_DOCUMENT EXTRACT:_
--------

In lieu of an abstract, here is a brief excerpt of the content:

  • The Greatest Poet That God Creole 1
  • Arnaldo Xavier (bio)

“They say I am crazy / because I climbed a coconut tree / I came down with the coconut / from the coconut tree / and I opened the coconut to see if the coconut / was hollow. (Anonymous Author). 2

I

There are several studies on Cordel Literature in Brazil. The extraordinary fact that Cordel Literature is produced by the poor for the poor and has survived the technological impacts on the means of modern communication secures its place as a continual object of study.

Cordel Literature derives from Luso-Hispanic (Iberian) popular ballad forms, and has been reshaped by oral tradition in African orature, particularly in the totemic figure of the griots with their orikis [poems] and akplaôs [short stories]. Thus, Cordel Literature has acquired a specific form which gives it such a singular originality that its creative influences have spread to more sophisticated spaces of Brazilian art. Examples include the sertanejo 3 dimension of the monarchical amorality in the works of Ariano Suassuna, the concreteness of the economic language of poetry of João Cabral de Melo Neto, the constructivism of Guimarães Rosa’s novels, Luiz Gonzaga’s dazzling solar music, the social chronicle of José Lins do Rego’s regionalist novel, Marcos Acioly’s “northeasternist” epic poems, the classic Rebellion in the Backlands by Euclides da Cunha, the discontinuous epic narrative of Glauber Rocha in the film “Black God, White Devil” and the telluric atmosphere of the film “The Cangaceiros” by Lima Barreto—both recognized internationally. The influence of Cordel Literature is also evident in other artistic forms—theater, music, plastic arts, soap opera—whether popular or erudite.

--------

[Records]
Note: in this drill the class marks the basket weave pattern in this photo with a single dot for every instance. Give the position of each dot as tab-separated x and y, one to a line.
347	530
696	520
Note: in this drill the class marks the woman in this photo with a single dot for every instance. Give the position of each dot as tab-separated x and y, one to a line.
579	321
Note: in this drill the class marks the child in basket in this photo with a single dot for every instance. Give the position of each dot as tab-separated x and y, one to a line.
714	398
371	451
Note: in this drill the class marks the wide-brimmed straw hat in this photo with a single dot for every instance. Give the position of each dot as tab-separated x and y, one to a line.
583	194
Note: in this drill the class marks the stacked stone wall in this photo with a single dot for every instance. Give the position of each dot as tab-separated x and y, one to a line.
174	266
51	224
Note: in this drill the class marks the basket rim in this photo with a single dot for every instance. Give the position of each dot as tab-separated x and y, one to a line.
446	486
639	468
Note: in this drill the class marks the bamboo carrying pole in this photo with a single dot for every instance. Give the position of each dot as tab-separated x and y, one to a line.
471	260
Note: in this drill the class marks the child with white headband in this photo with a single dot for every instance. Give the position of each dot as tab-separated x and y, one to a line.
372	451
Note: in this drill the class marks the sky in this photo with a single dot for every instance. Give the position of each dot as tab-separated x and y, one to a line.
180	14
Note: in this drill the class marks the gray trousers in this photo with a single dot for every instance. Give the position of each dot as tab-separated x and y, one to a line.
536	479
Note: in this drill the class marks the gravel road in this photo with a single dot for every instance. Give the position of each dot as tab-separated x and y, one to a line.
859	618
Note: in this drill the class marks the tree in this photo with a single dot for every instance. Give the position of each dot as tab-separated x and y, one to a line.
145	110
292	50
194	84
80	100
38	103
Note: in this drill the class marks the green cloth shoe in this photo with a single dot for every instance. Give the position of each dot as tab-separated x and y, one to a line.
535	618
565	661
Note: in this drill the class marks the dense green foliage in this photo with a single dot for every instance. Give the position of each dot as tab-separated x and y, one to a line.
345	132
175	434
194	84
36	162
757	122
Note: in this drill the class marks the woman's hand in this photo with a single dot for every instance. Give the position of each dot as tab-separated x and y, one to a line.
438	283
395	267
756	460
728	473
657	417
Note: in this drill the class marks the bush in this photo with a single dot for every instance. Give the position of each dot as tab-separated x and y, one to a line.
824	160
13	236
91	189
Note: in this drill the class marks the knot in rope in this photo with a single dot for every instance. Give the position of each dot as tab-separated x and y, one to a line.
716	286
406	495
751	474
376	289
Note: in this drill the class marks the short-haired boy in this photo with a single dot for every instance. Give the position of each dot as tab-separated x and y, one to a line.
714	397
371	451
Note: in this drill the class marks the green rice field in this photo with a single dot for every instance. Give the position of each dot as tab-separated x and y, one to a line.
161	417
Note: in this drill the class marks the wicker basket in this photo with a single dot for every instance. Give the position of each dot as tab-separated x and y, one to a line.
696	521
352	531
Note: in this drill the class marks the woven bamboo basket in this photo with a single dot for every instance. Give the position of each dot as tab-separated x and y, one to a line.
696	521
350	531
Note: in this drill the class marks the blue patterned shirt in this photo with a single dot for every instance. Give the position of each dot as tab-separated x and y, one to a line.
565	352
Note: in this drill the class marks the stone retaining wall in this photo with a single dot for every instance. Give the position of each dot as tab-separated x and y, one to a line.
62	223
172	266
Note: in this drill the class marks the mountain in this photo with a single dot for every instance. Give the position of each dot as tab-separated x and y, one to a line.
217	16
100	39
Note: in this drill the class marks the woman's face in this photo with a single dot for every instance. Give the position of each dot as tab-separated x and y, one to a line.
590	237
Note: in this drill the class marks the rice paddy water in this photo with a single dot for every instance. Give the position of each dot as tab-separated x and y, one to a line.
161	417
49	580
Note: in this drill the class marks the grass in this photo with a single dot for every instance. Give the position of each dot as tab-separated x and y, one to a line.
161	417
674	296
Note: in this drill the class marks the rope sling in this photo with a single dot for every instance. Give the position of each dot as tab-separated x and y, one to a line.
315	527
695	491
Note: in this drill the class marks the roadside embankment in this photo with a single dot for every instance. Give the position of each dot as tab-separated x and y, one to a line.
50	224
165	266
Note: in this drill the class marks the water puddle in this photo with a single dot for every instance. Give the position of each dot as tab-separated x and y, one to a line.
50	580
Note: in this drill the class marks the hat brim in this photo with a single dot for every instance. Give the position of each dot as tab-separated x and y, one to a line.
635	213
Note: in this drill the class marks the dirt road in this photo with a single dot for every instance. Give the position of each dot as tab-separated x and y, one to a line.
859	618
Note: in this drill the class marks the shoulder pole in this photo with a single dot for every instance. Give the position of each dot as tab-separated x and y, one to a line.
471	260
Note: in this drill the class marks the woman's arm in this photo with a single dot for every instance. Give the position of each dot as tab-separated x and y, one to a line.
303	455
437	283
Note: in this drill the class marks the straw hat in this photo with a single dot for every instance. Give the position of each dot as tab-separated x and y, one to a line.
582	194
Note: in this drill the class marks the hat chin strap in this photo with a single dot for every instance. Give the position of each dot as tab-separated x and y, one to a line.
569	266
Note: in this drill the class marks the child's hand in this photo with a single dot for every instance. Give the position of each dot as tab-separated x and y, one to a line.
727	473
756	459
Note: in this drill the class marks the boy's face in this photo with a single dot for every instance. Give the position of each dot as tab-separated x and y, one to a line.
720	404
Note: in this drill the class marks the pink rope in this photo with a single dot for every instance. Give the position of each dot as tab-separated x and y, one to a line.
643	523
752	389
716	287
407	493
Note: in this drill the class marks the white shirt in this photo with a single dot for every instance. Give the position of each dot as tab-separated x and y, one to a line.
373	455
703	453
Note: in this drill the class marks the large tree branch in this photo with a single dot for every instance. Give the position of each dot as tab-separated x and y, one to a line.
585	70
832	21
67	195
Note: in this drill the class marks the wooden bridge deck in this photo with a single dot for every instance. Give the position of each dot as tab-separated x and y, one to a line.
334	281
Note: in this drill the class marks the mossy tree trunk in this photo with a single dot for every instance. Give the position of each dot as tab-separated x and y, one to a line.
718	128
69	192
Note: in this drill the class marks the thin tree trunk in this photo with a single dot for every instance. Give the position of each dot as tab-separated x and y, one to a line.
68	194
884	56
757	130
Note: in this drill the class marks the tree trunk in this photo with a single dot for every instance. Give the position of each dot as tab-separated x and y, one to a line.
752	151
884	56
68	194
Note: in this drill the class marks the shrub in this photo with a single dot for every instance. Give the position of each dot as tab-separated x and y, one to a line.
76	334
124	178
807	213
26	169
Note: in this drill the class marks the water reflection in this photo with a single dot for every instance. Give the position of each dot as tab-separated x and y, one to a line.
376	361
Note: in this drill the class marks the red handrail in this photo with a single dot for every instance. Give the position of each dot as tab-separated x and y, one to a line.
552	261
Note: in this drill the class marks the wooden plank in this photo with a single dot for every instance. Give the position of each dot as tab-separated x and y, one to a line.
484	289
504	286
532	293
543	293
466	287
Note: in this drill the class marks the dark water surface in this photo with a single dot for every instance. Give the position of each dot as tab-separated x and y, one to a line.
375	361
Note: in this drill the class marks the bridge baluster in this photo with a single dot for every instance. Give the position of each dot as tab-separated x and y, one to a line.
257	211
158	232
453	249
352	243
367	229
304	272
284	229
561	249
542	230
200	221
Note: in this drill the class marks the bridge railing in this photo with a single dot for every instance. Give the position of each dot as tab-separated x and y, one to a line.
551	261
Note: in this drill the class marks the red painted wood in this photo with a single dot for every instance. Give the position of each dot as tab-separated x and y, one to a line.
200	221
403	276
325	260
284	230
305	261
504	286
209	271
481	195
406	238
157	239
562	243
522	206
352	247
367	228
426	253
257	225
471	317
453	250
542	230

--------

_EXERCISE DETAILS:_
Answer these questions about the Cordel Literature excerpt, numbering each answer to match:
1. Who produces Cordel Literature, and for whom?
2. From what ballad forms does Cordel Literature derive?
3. Which film by Glauber Rocha is named?

_OUTPUT FOR THIS TASK:_
1. The poor produce it, for the poor.
2. Luso-Hispanic (Iberian) popular ballad forms.
3. "Black God, White Devil."